Restate the material word for word and leave out anything that is a picture.

— begin Items —

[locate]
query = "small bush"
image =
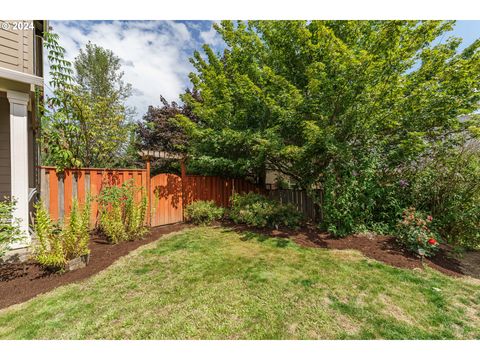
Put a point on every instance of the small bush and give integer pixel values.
(256, 210)
(9, 227)
(414, 234)
(56, 244)
(203, 212)
(121, 217)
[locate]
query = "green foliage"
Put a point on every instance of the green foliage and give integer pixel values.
(56, 244)
(414, 233)
(256, 210)
(203, 212)
(350, 107)
(447, 184)
(121, 217)
(76, 234)
(84, 121)
(9, 226)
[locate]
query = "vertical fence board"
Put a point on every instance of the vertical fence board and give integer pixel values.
(53, 202)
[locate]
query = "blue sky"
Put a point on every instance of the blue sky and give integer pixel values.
(155, 54)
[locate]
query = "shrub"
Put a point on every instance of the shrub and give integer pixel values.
(76, 234)
(256, 210)
(448, 186)
(414, 234)
(9, 227)
(203, 212)
(56, 243)
(121, 217)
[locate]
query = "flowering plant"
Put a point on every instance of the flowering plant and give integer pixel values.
(414, 233)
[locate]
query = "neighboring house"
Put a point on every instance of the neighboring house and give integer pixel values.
(21, 70)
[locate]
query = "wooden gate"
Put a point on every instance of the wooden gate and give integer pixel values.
(166, 199)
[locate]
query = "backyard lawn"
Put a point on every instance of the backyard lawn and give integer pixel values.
(215, 283)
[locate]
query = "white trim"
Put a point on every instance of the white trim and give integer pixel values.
(20, 77)
(19, 159)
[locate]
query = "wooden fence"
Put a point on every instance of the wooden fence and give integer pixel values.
(301, 200)
(58, 190)
(168, 193)
(215, 188)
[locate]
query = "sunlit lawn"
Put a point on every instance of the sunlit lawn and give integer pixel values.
(212, 283)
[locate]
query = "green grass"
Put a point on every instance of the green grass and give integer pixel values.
(212, 283)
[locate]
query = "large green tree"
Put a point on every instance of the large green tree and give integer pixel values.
(85, 120)
(341, 105)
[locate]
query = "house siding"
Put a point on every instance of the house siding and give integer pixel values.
(16, 49)
(4, 148)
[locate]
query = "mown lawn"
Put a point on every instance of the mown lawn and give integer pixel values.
(212, 283)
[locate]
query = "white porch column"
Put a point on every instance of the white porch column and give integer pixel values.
(19, 158)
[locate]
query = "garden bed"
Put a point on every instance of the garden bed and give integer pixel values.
(381, 248)
(22, 281)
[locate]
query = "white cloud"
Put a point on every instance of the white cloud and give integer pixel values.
(211, 37)
(154, 54)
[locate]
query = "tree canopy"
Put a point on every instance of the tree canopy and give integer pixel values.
(344, 106)
(296, 96)
(85, 121)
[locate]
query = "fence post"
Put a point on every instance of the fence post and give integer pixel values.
(183, 168)
(149, 195)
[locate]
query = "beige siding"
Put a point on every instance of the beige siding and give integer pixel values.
(4, 148)
(16, 49)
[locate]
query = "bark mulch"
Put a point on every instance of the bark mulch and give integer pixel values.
(381, 248)
(20, 282)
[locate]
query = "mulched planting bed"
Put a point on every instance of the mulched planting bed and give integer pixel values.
(22, 281)
(381, 248)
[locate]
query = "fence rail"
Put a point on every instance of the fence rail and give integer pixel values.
(168, 193)
(58, 190)
(215, 188)
(301, 200)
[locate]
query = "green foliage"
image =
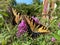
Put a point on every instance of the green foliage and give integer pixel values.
(8, 31)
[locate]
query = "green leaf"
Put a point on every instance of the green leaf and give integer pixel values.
(58, 32)
(56, 36)
(4, 13)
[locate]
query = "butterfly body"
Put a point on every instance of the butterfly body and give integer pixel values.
(34, 29)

— end Items —

= Complete response =
[locate]
query = "small bush"
image =
Put a point on every instance of the small bush and give integer pixel values.
(256, 210)
(9, 227)
(414, 234)
(56, 244)
(203, 212)
(121, 217)
[locate]
query = "green foliage"
Put a point on every instance of the green foliage and give integer pixel values.
(56, 244)
(414, 233)
(256, 210)
(203, 212)
(350, 107)
(447, 184)
(121, 217)
(76, 234)
(84, 121)
(9, 226)
[locate]
query = "vertical fence board"
Put a point on every instance of the vertical fence board and give integer pixel values.
(53, 202)
[locate]
query = "blue sky"
Put a point on every instance of the blue sky and give integer pixel values.
(155, 54)
[locate]
query = "shrub"
Put a point on every instance of the shrub and give integer pixel values.
(76, 234)
(256, 210)
(448, 186)
(414, 234)
(9, 227)
(203, 212)
(56, 243)
(121, 217)
[locate]
query = "flowering plant"
Put a point on every instance of the flowering plant and give integer pixel values.
(414, 233)
[locate]
query = "neighboring house"
Put a point on every instance of the neighboring house and give integer pixel values.
(21, 70)
[locate]
query = "wooden gate"
Put a point on every instance of the wooden gate and give integer pixel values.
(166, 199)
[locate]
query = "backyard lawn"
Put a point on every instance of the backyard lawn and give integer pixel values.
(215, 283)
[locate]
query = "white trim"
Put a point on every instance of the white trim and give integer pixel values.
(20, 77)
(19, 159)
[locate]
query = "wooden fence"
Put a point on every instance of the wooden fence and give integer pixel values.
(301, 200)
(58, 190)
(168, 193)
(215, 188)
[locate]
query = "sunlit lawn"
Put a point on every instance of the sunlit lawn and give integer pixel values.
(212, 283)
[locate]
query = "green grass"
Put a point on every instance of the green grass and give integer pixel values.
(212, 283)
[locate]
query = "large green tree"
Put a point on every instance of the large green tree and give integer pixel values.
(85, 120)
(341, 105)
[locate]
query = "house siding"
Put a point on every instance of the house siding and give integer pixel values.
(16, 49)
(4, 148)
[locate]
query = "mown lawn"
Put a point on every instance of the mown lawn and give integer pixel values.
(212, 283)
[locate]
query = "white porch column"
Put a point on every instance of the white porch column and give integer pixel values.
(19, 158)
[locate]
query = "garden bed"
Put a point on every instance of the garden bed and give integer pixel values.
(381, 248)
(22, 281)
[locate]
query = "white cloud"
Put a point on every instance of the white cloud and give integer pixel values.
(211, 37)
(154, 54)
[locate]
query = "tree canopy"
Put a point on every instance of the tree canopy and give integer pixel values.
(344, 106)
(296, 96)
(85, 121)
[locate]
query = "fence post"
Put a point on every instance of the fence post and give integer pixel values.
(183, 168)
(149, 195)
[locate]
query = "beige siding"
Put a point on every instance of the beige siding and give integer pixel values.
(4, 148)
(16, 49)
[locate]
query = "bark mulch"
Put a point on every instance of the bark mulch and give integer pixel values.
(381, 248)
(20, 282)
[locate]
query = "mulched planting bed"
Put a point on every instance of the mulched planting bed and give integer pixel values.
(22, 281)
(381, 248)
[locate]
query = "fence rail"
Put a point on every instance of the fence rail and give integer pixel values.
(168, 193)
(58, 190)
(215, 188)
(301, 200)
[locate]
query = "green foliage"
image =
Put a point on every instance of the green foliage and give integer pixel values.
(8, 31)
[locate]
query = "green leaf"
Put a point on every instance of the green leaf and give integer pixel values.
(58, 32)
(56, 36)
(4, 13)
[locate]
query = "butterfly body"
Put a point on every instance of the butterfly body and give integer pixel values.
(34, 29)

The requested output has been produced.